The Organization of the Petroleum Exporting Countries (OPEC), Russia and allies, together called OPEC+, are due to meet on Wednesday at 1500 GMT to decide whether to stick to a plan to add 400,000 barrels per day (bpd) each month through December.
OPEC+ expects the market to be in deficit at last until the end of 2021, OPEC+ sources said.
"This should provide comfort to the group that they can proceed with their planned monthly 400,000 bpd increase in production," ANZ Research analysts said in a note.
OPEC+ sources told Reuters the meeting is likely to roll over existing policies despite pressure from the United States to boost supply further.

Extracted information →
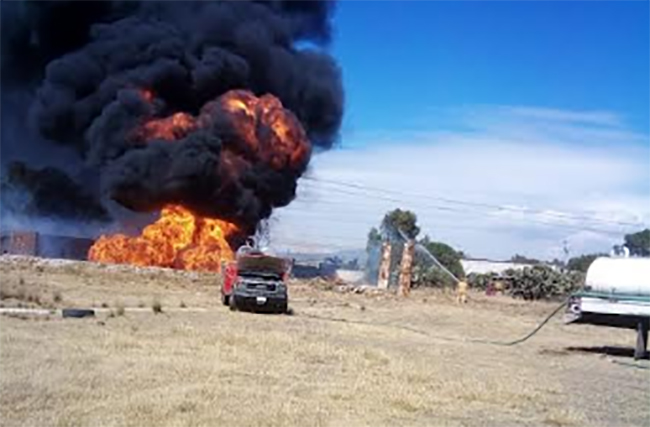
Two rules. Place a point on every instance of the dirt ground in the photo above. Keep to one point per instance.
(342, 359)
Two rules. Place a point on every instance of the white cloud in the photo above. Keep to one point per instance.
(552, 170)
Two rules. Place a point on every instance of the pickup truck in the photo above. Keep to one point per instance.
(256, 282)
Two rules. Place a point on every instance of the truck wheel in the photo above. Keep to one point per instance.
(284, 308)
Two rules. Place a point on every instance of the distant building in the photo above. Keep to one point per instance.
(484, 266)
(44, 245)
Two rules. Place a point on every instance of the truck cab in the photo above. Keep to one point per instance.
(256, 282)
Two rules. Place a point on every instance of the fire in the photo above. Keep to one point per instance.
(170, 128)
(263, 132)
(178, 239)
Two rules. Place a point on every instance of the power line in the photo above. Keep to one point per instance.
(475, 204)
(469, 212)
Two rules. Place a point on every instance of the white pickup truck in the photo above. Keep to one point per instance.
(616, 294)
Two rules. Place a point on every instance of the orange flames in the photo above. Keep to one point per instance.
(170, 128)
(179, 239)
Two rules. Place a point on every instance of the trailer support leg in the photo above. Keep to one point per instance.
(641, 350)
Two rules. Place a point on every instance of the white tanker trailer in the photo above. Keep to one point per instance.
(617, 294)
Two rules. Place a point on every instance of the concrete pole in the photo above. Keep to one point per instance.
(406, 268)
(384, 266)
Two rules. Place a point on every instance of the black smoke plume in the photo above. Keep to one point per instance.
(83, 66)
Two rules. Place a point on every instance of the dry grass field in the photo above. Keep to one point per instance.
(341, 359)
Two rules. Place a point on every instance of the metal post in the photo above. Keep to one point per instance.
(406, 268)
(384, 266)
(641, 350)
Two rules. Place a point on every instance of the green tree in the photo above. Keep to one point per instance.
(374, 239)
(582, 262)
(638, 243)
(402, 220)
(446, 255)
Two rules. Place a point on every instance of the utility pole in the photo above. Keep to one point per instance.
(406, 268)
(384, 265)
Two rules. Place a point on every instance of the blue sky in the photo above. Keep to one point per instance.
(401, 60)
(541, 107)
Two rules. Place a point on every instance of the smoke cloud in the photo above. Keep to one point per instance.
(96, 72)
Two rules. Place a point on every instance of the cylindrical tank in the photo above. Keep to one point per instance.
(619, 275)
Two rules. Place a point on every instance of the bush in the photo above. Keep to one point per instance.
(431, 277)
(532, 283)
(119, 310)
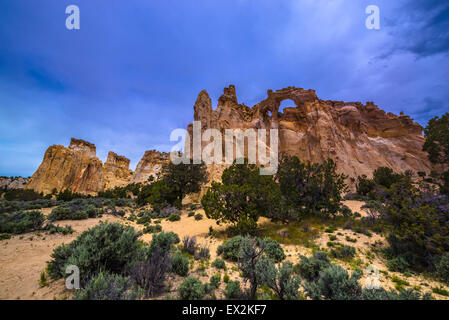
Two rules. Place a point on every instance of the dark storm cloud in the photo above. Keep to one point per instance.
(131, 74)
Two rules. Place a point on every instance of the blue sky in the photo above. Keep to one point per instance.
(132, 73)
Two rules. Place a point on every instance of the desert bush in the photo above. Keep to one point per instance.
(202, 253)
(180, 264)
(404, 294)
(77, 209)
(106, 247)
(230, 250)
(151, 270)
(334, 283)
(219, 264)
(215, 281)
(442, 267)
(191, 289)
(311, 188)
(5, 236)
(233, 291)
(163, 241)
(189, 245)
(152, 229)
(343, 252)
(52, 229)
(274, 250)
(243, 196)
(174, 217)
(21, 221)
(281, 280)
(106, 286)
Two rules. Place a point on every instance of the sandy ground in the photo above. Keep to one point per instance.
(24, 257)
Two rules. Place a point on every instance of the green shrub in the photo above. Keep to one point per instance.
(180, 264)
(309, 268)
(397, 264)
(152, 229)
(191, 289)
(21, 222)
(442, 267)
(230, 250)
(343, 252)
(334, 283)
(273, 250)
(106, 247)
(174, 217)
(106, 286)
(164, 241)
(5, 236)
(233, 291)
(219, 264)
(215, 281)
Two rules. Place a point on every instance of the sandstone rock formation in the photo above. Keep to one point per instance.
(76, 168)
(358, 137)
(150, 165)
(116, 171)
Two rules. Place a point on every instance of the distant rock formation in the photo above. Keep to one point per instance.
(10, 183)
(76, 167)
(150, 165)
(116, 171)
(360, 138)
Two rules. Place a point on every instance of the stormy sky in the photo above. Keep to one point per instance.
(132, 73)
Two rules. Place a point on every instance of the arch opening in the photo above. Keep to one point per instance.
(287, 103)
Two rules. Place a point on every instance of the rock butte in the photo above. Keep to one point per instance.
(360, 138)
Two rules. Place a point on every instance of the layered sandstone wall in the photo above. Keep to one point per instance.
(76, 168)
(359, 137)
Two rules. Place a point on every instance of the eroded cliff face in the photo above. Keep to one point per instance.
(76, 168)
(116, 171)
(150, 165)
(359, 137)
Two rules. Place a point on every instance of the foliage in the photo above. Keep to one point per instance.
(243, 196)
(191, 289)
(442, 267)
(20, 221)
(77, 209)
(189, 245)
(180, 264)
(334, 283)
(233, 290)
(106, 286)
(309, 268)
(281, 280)
(174, 217)
(219, 264)
(151, 270)
(437, 139)
(311, 188)
(105, 247)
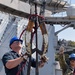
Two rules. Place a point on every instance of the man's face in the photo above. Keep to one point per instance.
(16, 45)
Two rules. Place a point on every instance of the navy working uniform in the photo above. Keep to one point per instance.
(12, 55)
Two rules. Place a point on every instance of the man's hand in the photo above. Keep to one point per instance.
(44, 58)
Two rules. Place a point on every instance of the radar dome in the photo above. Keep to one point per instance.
(71, 10)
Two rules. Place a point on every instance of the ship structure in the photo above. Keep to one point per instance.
(14, 18)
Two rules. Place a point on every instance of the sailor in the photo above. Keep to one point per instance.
(14, 62)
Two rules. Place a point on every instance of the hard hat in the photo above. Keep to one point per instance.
(15, 39)
(72, 56)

Tasks and exercises →
a – Using the OPEC+ meeting report, decide whether each statement agrees with it: (i) OPEC+ is set to meet on Wednesday at 1500 GMT; (ii) the plan under review would add 400,000 barrels per day each year; (iii) sources expect the meeting to push supply beyond current policy. Answer yes or no for each, quoting the words of the report that settle it.
b – According to the OPEC+ meeting report, which country is pressing the group to boost supply further?
c – Write the next few sentences of the OPEC+ meeting report, picking up after its final sentence.

Answers →
a –
(i) Yes: "are due to meet on Wednesday at 1500 GMT"
(ii) No: "add 400,000 barrels per day (bpd) each month through December"
(iii) No: "the meeting is likely to roll over existing policies despite pressure from the United States to boost supply further"

b – The United States.

c –
U.S. West Texas Intermediate (WTI) crude futures inched up 7 cents, or 0.1%, to $68.57 a barrel at 0125 GMT, after falling 1% on Tuesday on expectations oil demand would drop as six refineries in Louisiana were shut after Hurricane Ida hit.
Brent crude futures were up 5 cents at $71.70 a barrel, after losing 42 cents on Tuesday.
A total of 2.3 million bpd of refining capacity, or 13% of U.S. capacity, was shut in Louisiana due to Hurricane Ida, the U.S. Department of Energy estimated. At the same time, about 94% of oil and natural gas production remained suspended in the U.S. side of the Gulf of Mexico.